_WHAT YOU SHOULD DO_
Reproduce the following material verbatim, line for line, without adding, omitting, or altering anything.

_MATERIAL FOR THIS EXERCISE_
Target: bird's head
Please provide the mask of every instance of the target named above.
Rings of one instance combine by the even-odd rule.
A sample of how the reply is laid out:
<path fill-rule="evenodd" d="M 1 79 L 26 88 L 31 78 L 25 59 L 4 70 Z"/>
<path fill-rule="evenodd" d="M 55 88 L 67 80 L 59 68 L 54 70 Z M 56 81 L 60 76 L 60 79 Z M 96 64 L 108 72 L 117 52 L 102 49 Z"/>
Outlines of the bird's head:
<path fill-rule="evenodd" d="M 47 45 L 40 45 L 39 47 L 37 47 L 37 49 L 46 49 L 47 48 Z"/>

_FINAL RESULT_
Target: bird's head
Please provide the mask of every instance of the target named above.
Rings of one instance combine by the even-odd rule.
A sample of how the reply is laid out:
<path fill-rule="evenodd" d="M 1 79 L 26 88 L 31 78 L 25 59 L 4 70 Z"/>
<path fill-rule="evenodd" d="M 55 88 L 67 80 L 59 68 L 54 70 Z M 56 81 L 60 76 L 60 79 Z M 96 64 L 108 72 L 117 52 L 102 49 Z"/>
Outlines of the bird's head:
<path fill-rule="evenodd" d="M 47 45 L 40 45 L 39 47 L 37 47 L 37 49 L 46 49 L 47 48 Z"/>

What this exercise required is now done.